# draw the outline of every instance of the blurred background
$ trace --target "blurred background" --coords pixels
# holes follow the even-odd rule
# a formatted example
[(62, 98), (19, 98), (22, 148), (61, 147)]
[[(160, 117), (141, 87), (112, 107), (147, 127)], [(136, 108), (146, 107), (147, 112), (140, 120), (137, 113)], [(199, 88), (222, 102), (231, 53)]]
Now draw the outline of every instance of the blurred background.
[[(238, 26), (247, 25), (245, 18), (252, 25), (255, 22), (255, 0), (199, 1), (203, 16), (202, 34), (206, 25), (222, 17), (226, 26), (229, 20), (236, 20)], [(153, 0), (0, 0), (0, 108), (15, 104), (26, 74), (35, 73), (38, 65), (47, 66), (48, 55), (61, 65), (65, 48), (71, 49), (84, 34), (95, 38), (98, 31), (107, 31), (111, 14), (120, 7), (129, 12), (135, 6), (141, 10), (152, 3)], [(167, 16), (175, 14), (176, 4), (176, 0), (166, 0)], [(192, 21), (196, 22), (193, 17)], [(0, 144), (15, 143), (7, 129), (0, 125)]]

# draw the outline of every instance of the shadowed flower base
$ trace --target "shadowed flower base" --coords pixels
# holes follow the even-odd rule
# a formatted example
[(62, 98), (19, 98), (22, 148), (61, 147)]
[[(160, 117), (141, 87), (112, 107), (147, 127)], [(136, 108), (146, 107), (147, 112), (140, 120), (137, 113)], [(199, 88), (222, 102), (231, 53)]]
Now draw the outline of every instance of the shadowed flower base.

# # # # #

▸ **DIRECTIVE**
Starting from the first of the rows and ending with the line that contains "129), (0, 125)]]", write every line out again, requests included, and increase each pixel coordinate in the answer outlines by 145.

▸ **CORRECT OUTPUT**
# draw the outline of every instance of the blurred background
$ trace --target "blurred background" --coords pixels
# holes follow the even-odd rule
# a formatted example
[(62, 98), (19, 98), (22, 148), (61, 147)]
[[(160, 117), (141, 87), (112, 107), (147, 127)], [(136, 108), (146, 107), (147, 112), (140, 120), (137, 113)], [(199, 88), (222, 102), (231, 53)]]
Now draw the outline of every instance of the blurred background.
[[(383, 171), (392, 170), (390, 163), (397, 170), (400, 167), (400, 145), (344, 146), (348, 161), (347, 179), (351, 170), (367, 162), (371, 171), (374, 165), (381, 165)], [(298, 145), (145, 145), (145, 253), (160, 249), (171, 219), (180, 218), (183, 210), (192, 211), (193, 200), (206, 210), (210, 193), (216, 194), (229, 179), (240, 183), (243, 176), (252, 176), (256, 159), (265, 152), (274, 157), (280, 151), (286, 155), (297, 148)], [(312, 161), (320, 159), (321, 149), (321, 145), (311, 145)], [(337, 166), (341, 167), (338, 162)], [(145, 289), (160, 288), (152, 274), (145, 270)]]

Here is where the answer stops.